• _Information given_:

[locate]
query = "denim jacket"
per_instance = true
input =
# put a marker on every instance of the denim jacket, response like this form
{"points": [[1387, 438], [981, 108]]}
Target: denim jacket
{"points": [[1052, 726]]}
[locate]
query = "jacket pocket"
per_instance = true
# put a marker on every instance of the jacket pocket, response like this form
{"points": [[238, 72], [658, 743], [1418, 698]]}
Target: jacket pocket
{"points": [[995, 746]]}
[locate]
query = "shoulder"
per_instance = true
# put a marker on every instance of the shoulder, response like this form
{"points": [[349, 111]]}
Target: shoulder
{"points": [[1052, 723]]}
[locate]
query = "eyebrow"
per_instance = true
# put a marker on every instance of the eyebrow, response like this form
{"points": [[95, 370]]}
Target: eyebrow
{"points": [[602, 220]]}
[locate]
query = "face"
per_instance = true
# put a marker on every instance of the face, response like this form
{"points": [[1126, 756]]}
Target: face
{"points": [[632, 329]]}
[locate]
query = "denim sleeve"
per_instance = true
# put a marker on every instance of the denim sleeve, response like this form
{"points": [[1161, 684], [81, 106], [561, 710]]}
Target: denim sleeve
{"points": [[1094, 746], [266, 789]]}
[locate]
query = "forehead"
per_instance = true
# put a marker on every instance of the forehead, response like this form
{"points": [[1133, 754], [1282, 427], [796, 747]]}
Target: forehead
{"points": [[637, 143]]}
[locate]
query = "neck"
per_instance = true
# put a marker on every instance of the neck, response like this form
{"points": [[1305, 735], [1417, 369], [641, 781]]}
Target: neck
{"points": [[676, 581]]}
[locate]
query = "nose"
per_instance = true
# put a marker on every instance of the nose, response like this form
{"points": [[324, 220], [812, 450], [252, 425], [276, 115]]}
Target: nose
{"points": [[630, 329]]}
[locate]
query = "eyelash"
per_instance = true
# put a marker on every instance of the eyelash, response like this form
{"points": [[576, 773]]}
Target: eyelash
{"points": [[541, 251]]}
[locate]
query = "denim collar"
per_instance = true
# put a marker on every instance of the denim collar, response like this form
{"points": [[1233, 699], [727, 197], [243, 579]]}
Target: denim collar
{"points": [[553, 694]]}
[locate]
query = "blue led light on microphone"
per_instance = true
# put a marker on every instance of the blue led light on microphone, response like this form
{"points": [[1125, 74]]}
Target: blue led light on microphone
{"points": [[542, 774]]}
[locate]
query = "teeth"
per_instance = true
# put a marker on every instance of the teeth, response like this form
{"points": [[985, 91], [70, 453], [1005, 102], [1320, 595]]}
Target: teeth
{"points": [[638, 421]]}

• _Brief_:
Reproduce every line of the material above exactly.

• _Finished answer_:
[locate]
query = "denim jacket"
per_instance = true
input =
# put a marker on every instance of the denim jacket, response like this form
{"points": [[1387, 438], [981, 108]]}
Target: denim jacket
{"points": [[1052, 726]]}
[locate]
query = "jacket pocket"
per_instance = true
# put a marker on every instance of the jacket pocket, response like this form
{"points": [[238, 72], [658, 743], [1418, 698]]}
Target: jacket pocket
{"points": [[995, 746]]}
[locate]
query = "shoulder"
per_instance = true
# put a marker on every instance of the shoulder, response like this form
{"points": [[349, 111]]}
Target: shoulder
{"points": [[1052, 723]]}
[locate]
query = "eyebrow"
per_instance = true
# put a marker on every instance of the eyebrow, response like this form
{"points": [[95, 370]]}
Target: eyebrow
{"points": [[602, 220]]}
[locate]
query = "face"
per_instance = true
# put a marker on every instance of the face, response like this form
{"points": [[1126, 756]]}
Target: face
{"points": [[632, 329]]}
[locate]
query = "denim sleeve"
per_instance = true
# put a marker on every instance of the denim sleeve, response like this form
{"points": [[1161, 684], [81, 106], [561, 710]]}
Target: denim sleeve
{"points": [[1094, 746], [266, 789]]}
[locate]
query = "forehead"
per_instance = true
# put a marker on every instance of the forehead, response like this form
{"points": [[1133, 754], [1282, 427], [796, 747]]}
Target: forehead
{"points": [[637, 143]]}
[locate]
query = "neck"
per_instance = true
# put a marker on every instance of the neck, response like this form
{"points": [[1305, 735], [1417, 369], [641, 781]]}
Target: neck
{"points": [[676, 581]]}
[locate]
query = "nose"
per_instance = true
# put a marker on every instance of the nose, response like this form
{"points": [[324, 220], [812, 450], [252, 425], [276, 115]]}
Target: nose
{"points": [[630, 329]]}
[locate]
query = "eyelash"
per_instance = true
# put a marker on every instance of the eyelash, response like this form
{"points": [[576, 773]]}
Target: eyelash
{"points": [[541, 251]]}
[locate]
query = "denim collar"
per_instance = true
# put a marker on every instance of the denim collar, response like this form
{"points": [[1233, 699], [727, 197], [243, 579]]}
Target: denim collar
{"points": [[553, 694]]}
[locate]
query = "blue led light on microphone"
per_instance = true
# put a marker on every instance of the blue led light on microphone, response like this form
{"points": [[1125, 74]]}
Target: blue led light on microphone
{"points": [[542, 774]]}
[locate]
query = "teeth"
per_instance = true
# put a marker on every instance of the teeth, response like this form
{"points": [[985, 91], [70, 453], [1005, 102], [1320, 595]]}
Target: teeth
{"points": [[638, 421]]}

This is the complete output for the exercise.